• [REQUIRED WORK]
• 1. Answer these from the DocVault development guide, one per line:
(a) Which command installs the project's dependencies?
(b) Which command runs the tests with coverage?
(c) What does DocVault use for file storage?
• 2. From the DocVault development guide, extract the passage starting at "# Lint code" and ending at "for file storage.".
• 3. Continue the DocVault development setup guide from its last sentence.

Setup Development Environment

# Clone repository
git clone https://github.com/docvault/doc-vault.git
cd doc-vault

# Install uv if not already installed
curl -LsSf https://astral.sh/uv/install.sh | sh

# Install dependencies
uv sync

# Activate virtual environment
source .venv/bin/activate  # On Windows: .venv\Scripts\activate

# Install pre-commit hooks
pre-commit install

Running Tests

# Run all tests
uv run pytest

# Run with coverage
uv run pytest --cov

# Run specific test file
uv run pytest tests/test_config.py

Code Quality

# Format code
uv run black src/

# Lint code
uv run ruff check src/

# Type checking
uv run mypy src/

# Run all quality checks
uv run pre-commit run --all-files

Database Setup

DocVault requires PostgreSQL for metadata and MinIO for file storage.

• [EXTRACTED ENTRIES]
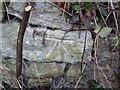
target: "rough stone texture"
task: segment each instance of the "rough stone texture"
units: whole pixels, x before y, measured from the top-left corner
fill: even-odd
[[[12,2],[8,7],[8,13],[21,19],[24,5],[24,3]],[[47,2],[36,3],[32,10],[29,24],[42,25],[43,27],[31,27],[28,25],[25,32],[23,58],[29,60],[29,65],[25,70],[27,77],[31,77],[28,83],[29,86],[35,85],[36,83],[44,84],[46,82],[51,82],[51,77],[63,75],[65,64],[57,64],[55,63],[56,61],[72,64],[75,62],[81,62],[86,33],[84,62],[91,61],[93,45],[91,33],[89,31],[73,31],[68,32],[63,38],[65,31],[62,31],[62,29],[70,29],[71,25],[66,23],[63,19],[64,17],[60,14],[61,12],[59,9]],[[15,20],[12,20],[10,23],[6,22],[2,24],[1,51],[3,57],[16,58],[16,40],[19,26],[20,23]],[[46,28],[47,26],[61,29],[49,30]],[[35,35],[33,35],[34,32]],[[45,43],[43,44],[43,36],[45,32]],[[15,59],[3,59],[3,63],[4,66],[12,72],[8,73],[8,75],[4,73],[3,80],[11,84],[11,77],[15,77]],[[73,69],[69,69],[68,76],[76,76],[71,72],[77,73],[77,70],[80,67],[76,65],[74,66]],[[40,79],[40,81],[43,82],[40,82],[39,78],[41,78],[42,80]]]

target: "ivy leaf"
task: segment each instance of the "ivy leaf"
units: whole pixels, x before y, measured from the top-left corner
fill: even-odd
[[[100,32],[99,32],[99,31],[100,31]],[[112,31],[112,28],[110,28],[110,27],[104,27],[104,28],[102,28],[102,29],[100,30],[100,26],[98,25],[98,26],[96,26],[96,29],[95,29],[94,32],[95,32],[96,34],[99,32],[100,37],[106,38],[111,31]]]
[[[87,9],[87,10],[92,10],[92,7],[93,7],[93,5],[92,5],[92,3],[91,2],[85,2],[85,9]]]
[[[80,5],[78,2],[72,3],[72,9],[78,11],[80,9]]]

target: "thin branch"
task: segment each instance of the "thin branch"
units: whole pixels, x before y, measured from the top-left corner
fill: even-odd
[[[23,19],[19,28],[17,37],[17,48],[16,48],[16,78],[19,79],[22,73],[22,52],[23,52],[23,38],[25,34],[25,29],[28,24],[28,19],[30,16],[30,11],[32,6],[27,5],[24,9]]]

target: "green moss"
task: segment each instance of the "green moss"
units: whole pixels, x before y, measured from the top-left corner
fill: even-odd
[[[16,75],[16,64],[14,60],[3,60],[2,63],[10,70],[12,75]]]

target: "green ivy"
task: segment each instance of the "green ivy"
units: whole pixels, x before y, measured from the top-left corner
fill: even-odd
[[[86,10],[89,10],[89,11],[92,11],[92,3],[91,2],[85,2],[85,9]]]

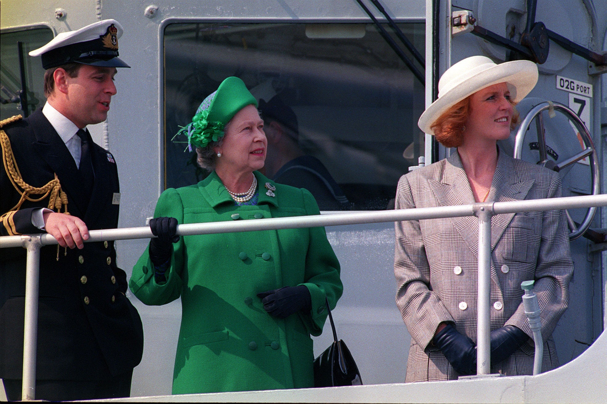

• [ANSWERS TO THE PROBLEMS]
• 1.
(a) uv sync
(b) uv run pytest --cov
(c) MinIO

• 2.
# Lint code
uv run ruff check src/

# Type checking
uv run mypy src/

# Run all quality checks
uv run pre-commit run --all-files

Database Setup

DocVault requires PostgreSQL for metadata and MinIO for file storage.

• 3.
Quick Setup with Docker Compose

# Start all services
docker-compose up -d

# Check services are running
docker-compose ps

# View service logs
docker-compose logs postgres
docker-compose logs minio

Manual Setup

# PostgreSQL
docker run -d --name postgres -p 5432:5432 \
  -e POSTGRES_PASSWORD=password \
  -e POSTGRES_DB=doc_vault \
  tensorchord/vchord-suite:pg16-latest

# MinIO
docker run -d --name minio -p 9000:9000 -p 9001:9001 \
  -e MINIO_ROOT_USER=minioadmin \
  -e MINIO_ROOT_PASSWORD=minioadmin \
  minio/minio server /data --console-address ":9001"

Initialize Database

# Initialize database schema
uv run python -m doc_vault.database.init_db

Service Access

  • PostgreSQL: localhost:5432
  • MinIO API: localhost:9000
  • MinIO Console: http://localhost:9001 (admin/minioadmin)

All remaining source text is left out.